■ ФРАГМЕНТ ТЕКСТА ■
>>>>
Когда, меньше чем через месяц, кабинет фон Папена пал и был сформирован новый кабинет генерала Шлейхера, фон Папен активно содействовал приходу к власти главаря национал-социалистов и усердно сотрудничал с Гитлером.
30 января 1933 года Гинденбург отдал Гитлеру пост рейхсканцлера. 30 января стало днем воцарения в стране нацистского режима.
Всего за год до того с какой лихорадочностью Гитлер жаловался в письме к Гинденбургу на нарушение демократических норм проведения выборов, призывал противостоять этому нарушению, называя его в письме
«опасным, с одной стороны, и, по моему убеждению, противозаконным — с другой».
Но вот прошел всего год. И рейхсканцлер Гитлер пишет воззвание к национал-социалистам в связи с предстоящими выборами в рейхстаг. В папке сохранился машинописный текст этого воззвания, правленный им карандашом и подписанный 22 февраля 1933 года.
Вот как оно звучит:
«Враг, который 5 марта должен быть низвержен, — это марксизм! На нем должна сосредоточиться вся наша пропаганда и вся наша предвыборная борьба.
Если центр в этой борьбе своими нападками на наше движение будет поддерживать марксизм, тогда я лично сам при случае расправлюсь с центром, отражу его и положу этому конец».
Как разителен язык обоих документов. В них запечатлен пройденный путь — кратчайший между двумя точками. Прямая — от борьбы за власть к захвату ее.
Тогда он настаивал перед правителем на лояльности к нему как противнику, в духе добрых, старых буржуазно-демократических норм. Теперь с политическими противниками заговорило единовластие, присущим ему языком террора и расправы.
«Родословная Адольфа Гитлера» — это выписка из «Ежемесячного вестника», издаваемого геральдическо-генеалогическим обществом «Адлер» в Вене, за 1932 год. Это — «строго объективное» исследование о предках Гитлера, предпринятое неким ученым мужем «в связи с разнообразными сведениями о его происхождении» и устанавливающее, что гитлеровская родословная состоит «исключительно из немецких элементов».
<<<<
■ ФРАГМЕНТЫ ЗАПИСЕЙ ■
>>>>
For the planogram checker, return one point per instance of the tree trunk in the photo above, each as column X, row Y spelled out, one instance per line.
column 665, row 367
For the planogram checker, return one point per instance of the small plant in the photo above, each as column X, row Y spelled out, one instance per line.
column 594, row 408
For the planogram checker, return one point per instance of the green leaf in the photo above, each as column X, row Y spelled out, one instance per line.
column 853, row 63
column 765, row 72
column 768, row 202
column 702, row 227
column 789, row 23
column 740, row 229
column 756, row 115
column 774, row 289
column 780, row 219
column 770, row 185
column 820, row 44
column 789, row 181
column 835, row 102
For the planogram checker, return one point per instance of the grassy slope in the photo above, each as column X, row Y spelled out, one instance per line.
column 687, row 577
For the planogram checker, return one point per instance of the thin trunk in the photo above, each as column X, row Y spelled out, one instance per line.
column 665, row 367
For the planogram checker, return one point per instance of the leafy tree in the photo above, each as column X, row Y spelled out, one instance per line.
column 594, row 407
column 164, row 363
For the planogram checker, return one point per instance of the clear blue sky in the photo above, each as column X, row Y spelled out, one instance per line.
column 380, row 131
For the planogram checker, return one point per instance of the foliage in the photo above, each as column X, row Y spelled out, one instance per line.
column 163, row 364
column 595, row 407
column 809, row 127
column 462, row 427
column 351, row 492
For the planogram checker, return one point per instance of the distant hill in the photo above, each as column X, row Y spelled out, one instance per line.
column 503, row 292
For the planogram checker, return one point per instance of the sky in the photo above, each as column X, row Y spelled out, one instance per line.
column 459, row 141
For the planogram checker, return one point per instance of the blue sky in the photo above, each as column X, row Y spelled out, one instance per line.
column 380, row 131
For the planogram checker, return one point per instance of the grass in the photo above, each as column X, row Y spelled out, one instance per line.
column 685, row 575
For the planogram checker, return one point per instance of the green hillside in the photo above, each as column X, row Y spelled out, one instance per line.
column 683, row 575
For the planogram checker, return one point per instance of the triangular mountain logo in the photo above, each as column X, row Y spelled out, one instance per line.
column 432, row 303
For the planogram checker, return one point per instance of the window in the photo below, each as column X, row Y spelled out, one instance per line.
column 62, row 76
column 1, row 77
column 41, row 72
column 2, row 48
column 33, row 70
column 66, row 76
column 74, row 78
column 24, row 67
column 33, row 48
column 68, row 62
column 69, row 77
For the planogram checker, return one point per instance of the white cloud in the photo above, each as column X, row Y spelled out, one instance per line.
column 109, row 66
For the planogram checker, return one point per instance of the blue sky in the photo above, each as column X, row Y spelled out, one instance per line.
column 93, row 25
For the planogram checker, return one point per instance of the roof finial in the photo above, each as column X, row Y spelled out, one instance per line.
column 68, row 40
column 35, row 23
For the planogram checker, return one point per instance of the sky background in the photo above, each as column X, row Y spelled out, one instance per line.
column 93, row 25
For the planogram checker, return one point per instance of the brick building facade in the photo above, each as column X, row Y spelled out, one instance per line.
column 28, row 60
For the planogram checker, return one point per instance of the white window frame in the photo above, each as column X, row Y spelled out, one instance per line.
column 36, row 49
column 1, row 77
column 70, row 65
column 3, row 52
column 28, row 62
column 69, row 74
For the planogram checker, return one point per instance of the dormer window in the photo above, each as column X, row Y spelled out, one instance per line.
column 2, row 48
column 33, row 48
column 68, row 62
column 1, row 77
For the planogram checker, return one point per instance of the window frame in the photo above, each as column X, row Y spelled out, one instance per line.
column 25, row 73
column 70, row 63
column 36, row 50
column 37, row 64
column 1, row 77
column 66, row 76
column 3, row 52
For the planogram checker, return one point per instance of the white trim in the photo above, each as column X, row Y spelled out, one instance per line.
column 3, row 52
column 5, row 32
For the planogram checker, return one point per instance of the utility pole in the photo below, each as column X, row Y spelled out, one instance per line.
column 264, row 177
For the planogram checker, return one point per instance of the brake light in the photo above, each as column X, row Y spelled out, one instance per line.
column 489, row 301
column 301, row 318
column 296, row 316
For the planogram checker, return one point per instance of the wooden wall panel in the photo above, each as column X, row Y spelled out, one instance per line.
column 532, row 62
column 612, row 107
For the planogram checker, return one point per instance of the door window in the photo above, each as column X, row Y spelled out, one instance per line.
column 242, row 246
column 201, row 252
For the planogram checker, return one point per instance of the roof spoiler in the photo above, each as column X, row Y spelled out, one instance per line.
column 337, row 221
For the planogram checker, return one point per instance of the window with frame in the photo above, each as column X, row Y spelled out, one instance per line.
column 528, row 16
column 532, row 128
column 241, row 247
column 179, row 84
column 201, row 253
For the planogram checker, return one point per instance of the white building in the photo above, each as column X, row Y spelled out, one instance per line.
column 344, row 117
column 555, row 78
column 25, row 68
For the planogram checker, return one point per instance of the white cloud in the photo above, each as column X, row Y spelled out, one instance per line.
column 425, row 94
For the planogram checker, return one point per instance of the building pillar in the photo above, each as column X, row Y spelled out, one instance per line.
<<<<
■ НАБОР ЗАДАНИЙ ■
1. Когда, согласно тексту о приходе Гитлера к власти, Гинденбург отдал Гитлеру пост рейхсканцлера?
2. Обновите записи, взяв всё от строки с «of the foliage» вниз до строки с «column 351, row 492» включительно. Замените «planogram checker» на «layout checker», остальное не трогайте и выведите только эти строки.

■ ОТВЕТЫ ■
1. 30 января 1933 года.

2.
For the layout checker, return one point per instance of the foliage in the photo above, each as column X, row Y spelled out, one instance per line.
column 163, row 364
column 595, row 407
column 809, row 127
column 462, row 427
column 351, row 492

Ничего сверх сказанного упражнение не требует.